### Information

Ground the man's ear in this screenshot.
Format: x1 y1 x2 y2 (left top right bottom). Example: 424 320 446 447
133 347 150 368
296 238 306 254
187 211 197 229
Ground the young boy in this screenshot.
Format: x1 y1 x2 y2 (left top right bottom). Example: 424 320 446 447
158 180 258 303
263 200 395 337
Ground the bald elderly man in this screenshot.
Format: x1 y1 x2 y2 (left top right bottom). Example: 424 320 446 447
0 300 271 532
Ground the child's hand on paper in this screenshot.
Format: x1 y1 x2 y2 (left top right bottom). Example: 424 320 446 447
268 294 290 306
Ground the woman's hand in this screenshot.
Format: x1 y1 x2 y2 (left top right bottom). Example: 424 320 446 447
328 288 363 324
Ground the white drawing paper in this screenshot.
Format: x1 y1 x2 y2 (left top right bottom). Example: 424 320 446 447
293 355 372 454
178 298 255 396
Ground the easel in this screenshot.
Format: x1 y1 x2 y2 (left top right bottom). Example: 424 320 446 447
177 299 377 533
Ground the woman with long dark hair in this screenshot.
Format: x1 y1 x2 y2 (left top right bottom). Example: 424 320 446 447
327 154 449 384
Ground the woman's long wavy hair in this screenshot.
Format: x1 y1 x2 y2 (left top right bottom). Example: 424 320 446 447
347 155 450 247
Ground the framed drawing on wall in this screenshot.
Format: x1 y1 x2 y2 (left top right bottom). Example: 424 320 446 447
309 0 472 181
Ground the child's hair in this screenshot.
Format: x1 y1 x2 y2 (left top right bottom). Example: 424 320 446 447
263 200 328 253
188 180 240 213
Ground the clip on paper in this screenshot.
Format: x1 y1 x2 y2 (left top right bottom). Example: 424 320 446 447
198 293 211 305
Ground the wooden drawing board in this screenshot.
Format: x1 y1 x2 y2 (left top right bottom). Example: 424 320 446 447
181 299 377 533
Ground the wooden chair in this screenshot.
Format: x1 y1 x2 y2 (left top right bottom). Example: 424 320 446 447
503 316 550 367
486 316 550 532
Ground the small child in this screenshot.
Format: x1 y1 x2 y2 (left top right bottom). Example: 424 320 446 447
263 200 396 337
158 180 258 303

### Task goal
Could all of the entries be retyped word for word?

### Output of the task
Ground the man's ear in this screenshot.
Format: x1 y1 x2 y2 (left top right bottom). Example: 424 320 446 447
133 347 150 368
296 238 306 254
187 211 197 229
Ground the young boy in this screenshot.
Format: x1 y1 x2 y2 (left top right bottom). Example: 424 320 446 447
158 180 258 303
263 200 395 337
Ground the bald elderly man in this screenshot.
Format: x1 y1 x2 y2 (left top right bottom). Example: 424 320 446 447
0 300 271 532
Ground the child's hand on paper in this screenshot.
Format: x1 y1 x2 y2 (left top right bottom). Example: 424 320 446 447
268 294 290 306
Ground the woman's hand in this screenshot.
Format: x1 y1 x2 y2 (left top right bottom). Example: 424 320 446 447
328 288 363 324
Ground the white drawing paper in this screenshot.
Format: x1 y1 x2 y2 (left top right bottom). Example: 424 320 446 447
293 355 372 454
178 298 255 396
Ground the easel in this screenshot.
Format: x1 y1 x2 y2 (left top right bottom). Example: 424 320 446 447
177 299 377 533
Ground the woman with long dark hair in this screenshot.
Format: x1 y1 x2 y2 (left top right bottom). Example: 424 320 446 447
327 154 449 384
Ground the woman's long wavy hair in this screenshot.
Format: x1 y1 x2 y2 (left top right bottom). Example: 424 320 446 447
347 155 450 247
Ground the framed drawing on wall in this screenshot.
Format: x1 y1 x2 y2 (left top right bottom). Example: 424 320 446 447
309 0 472 181
Ground the child's hair in this screenshot.
Format: x1 y1 x2 y2 (left top right bottom). Example: 424 320 446 447
263 200 328 253
188 180 240 213
Ground the clip on paper in this screenshot.
Format: x1 y1 x2 y2 (left top right bottom). Example: 424 320 446 447
198 293 211 305
Ground the wooden drawing board in this screenshot.
Format: x1 y1 x2 y2 (left top right bottom). Example: 424 320 446 447
181 299 377 533
Ground the wooden chair in this screenshot.
Format: x1 y1 x2 y2 (left top right bottom). Example: 424 320 446 447
503 316 550 367
486 316 550 532
Ground the small child in this screenshot.
Format: x1 y1 x2 y2 (left top right bottom). Example: 424 320 446 447
263 200 396 337
158 180 258 303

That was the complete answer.